• [Problem]
What you give back should match the entries below character for character.

%%

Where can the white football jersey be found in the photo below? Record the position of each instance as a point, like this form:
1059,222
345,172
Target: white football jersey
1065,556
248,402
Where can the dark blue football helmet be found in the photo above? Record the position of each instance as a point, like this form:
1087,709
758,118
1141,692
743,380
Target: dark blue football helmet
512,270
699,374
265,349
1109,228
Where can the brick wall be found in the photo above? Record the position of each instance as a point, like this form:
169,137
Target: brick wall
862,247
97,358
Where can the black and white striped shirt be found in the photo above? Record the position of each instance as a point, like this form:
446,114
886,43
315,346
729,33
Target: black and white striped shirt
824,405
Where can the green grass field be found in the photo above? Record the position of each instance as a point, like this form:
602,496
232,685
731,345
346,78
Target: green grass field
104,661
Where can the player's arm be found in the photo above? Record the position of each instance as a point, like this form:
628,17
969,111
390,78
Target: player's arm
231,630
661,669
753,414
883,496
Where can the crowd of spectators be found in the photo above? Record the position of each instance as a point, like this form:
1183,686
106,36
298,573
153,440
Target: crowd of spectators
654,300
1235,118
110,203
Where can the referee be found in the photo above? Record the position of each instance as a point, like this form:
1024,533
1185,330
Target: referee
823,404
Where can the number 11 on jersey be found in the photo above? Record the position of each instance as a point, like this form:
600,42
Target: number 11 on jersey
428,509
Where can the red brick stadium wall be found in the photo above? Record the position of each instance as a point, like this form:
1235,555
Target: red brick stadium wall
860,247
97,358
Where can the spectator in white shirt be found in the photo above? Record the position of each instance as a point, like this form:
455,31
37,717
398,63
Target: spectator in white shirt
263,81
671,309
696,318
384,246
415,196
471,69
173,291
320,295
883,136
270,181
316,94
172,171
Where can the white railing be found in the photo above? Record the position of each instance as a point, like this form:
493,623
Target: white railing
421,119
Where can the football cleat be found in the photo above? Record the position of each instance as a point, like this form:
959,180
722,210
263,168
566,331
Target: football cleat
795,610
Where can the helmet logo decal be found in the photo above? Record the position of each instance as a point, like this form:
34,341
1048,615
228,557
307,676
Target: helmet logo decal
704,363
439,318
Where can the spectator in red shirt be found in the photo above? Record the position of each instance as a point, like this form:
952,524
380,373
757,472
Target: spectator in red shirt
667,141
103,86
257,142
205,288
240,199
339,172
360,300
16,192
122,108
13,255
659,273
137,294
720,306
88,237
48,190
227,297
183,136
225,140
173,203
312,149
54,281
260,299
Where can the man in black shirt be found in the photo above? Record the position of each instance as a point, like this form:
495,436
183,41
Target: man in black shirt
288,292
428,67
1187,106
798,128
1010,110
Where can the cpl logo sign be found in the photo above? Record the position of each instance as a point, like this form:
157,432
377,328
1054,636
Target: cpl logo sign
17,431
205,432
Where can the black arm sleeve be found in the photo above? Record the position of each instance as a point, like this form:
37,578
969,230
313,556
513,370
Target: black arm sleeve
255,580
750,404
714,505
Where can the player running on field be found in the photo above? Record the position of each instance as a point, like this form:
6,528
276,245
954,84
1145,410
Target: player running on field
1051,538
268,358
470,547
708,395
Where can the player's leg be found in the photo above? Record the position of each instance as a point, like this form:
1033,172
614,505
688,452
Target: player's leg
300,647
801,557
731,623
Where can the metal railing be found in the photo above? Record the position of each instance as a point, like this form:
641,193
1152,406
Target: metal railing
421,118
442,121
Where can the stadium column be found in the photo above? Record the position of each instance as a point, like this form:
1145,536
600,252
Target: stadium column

%%

• [Response box]
Where can the white football jersey be found in the photo below? Record the position of each instance as a point, like this form:
1059,222
345,172
Target: white football jersey
1065,556
248,402
Where can the dark blue football helmet be found in the photo above? Record the position of each instance as a point, like this form:
1087,709
758,118
1141,692
743,380
Target: dark blue football helmet
512,270
699,374
265,349
1109,228
Where can the brick wall be found in the photo above? Record the position of each instance as a point, like this form:
169,137
Target: brick wall
862,247
97,358
Where can the black and white striped shirt be found in the photo above? Record the position of each instance as a point, like this form:
446,114
886,43
315,346
729,33
Target: black and white striped shirt
824,405
Where can the green grass field be found in the photo above? Record the position of each instance as a point, like this form:
602,496
232,685
731,345
346,78
Target: green grass field
104,661
Where can the player's arm be found in the photo above? Record the position of each instance as a point, like this form:
628,17
969,111
390,78
Target: player's arm
231,630
661,669
753,414
883,496
Where can the crowd of spectators be found in the photo above? Record the position of each instance as a point, like this form:
1183,686
106,36
298,573
153,440
Target: crowd of spectators
654,300
1235,118
110,203
Where can the referee be found in the photo above? Record the position of each instance as a point, like this form:
1024,533
1185,330
Target: referee
823,404
Where can the number 11 on jersey be found in the photo above? Record the position of each instance as a point, like this form:
600,42
Target: number 11 on jersey
428,509
Where can the red brick stadium wall be found in the photo above? Record the position of each instance as a point, like this form:
1235,555
Target: red brick stadium wall
860,247
97,358
Where can the spectator in white shirt be found in the photo above? Record the position of each instance as a point, like this form:
455,31
37,717
398,63
Target: spectator in white shirt
263,81
671,309
696,318
384,246
415,196
471,69
173,291
320,295
883,136
270,181
316,94
172,171
Where can the white railing be found in the photo above? Record the position of each instance as a point, like this form:
493,623
Target: white railing
421,119
Where can the football cleat be found in the photo above? Record the position of each instance as a point, like this form:
959,180
722,210
263,168
566,331
Target: football cleat
795,610
Where can the helmet logo decal be found in the photo above? Record the position of each instance as a point, like this form:
34,341
1048,615
228,557
307,676
Target: helmet logo decal
704,363
439,318
Where can the spectator in red shirt be found in the photo above? Record the position of each instance as a point, like this form:
952,524
380,373
757,472
Target: spectator in red shirt
667,141
103,86
257,142
205,288
240,199
339,172
360,300
16,192
122,108
13,255
659,273
137,294
720,306
88,237
48,190
227,297
183,136
225,140
173,203
312,149
54,281
260,299
Where can the man in black shirt be found in the photo above? Record the position of each instance as a point, like this form:
495,436
183,41
Target: man in black shirt
288,292
428,67
1187,106
798,128
1010,110
Where can the cpl logo sign be found in the photo above? Record the position of each instance as a point, like this form:
157,432
377,328
1054,636
Target: cpl logo sign
17,431
205,432
Where can the black arm sleeve be found in the photo above? Record the position of each instance as a point, like this form:
37,578
969,230
313,556
513,370
Target: black arm sleeve
255,580
750,404
714,505
Where can the player running on field be found in the photo above? Record the position of each instance as a point, like this form:
6,528
276,245
954,84
1145,410
Target: player running on field
1051,538
268,358
470,547
708,395
Where can the player's leg be found in the photo above? Record the position of each instance as a point, like this form:
1033,172
614,505
688,452
Target: player's leg
300,647
801,557
731,623
Where can the metal railing be found in the photo above? Record the position of each instance as a point, like this form:
641,193
1152,406
Target: metal railing
421,118
442,121
Where can the stadium column be found in the photo above? Record the position of each instance as a point, like this form:
1145,536
600,252
Target: stadium column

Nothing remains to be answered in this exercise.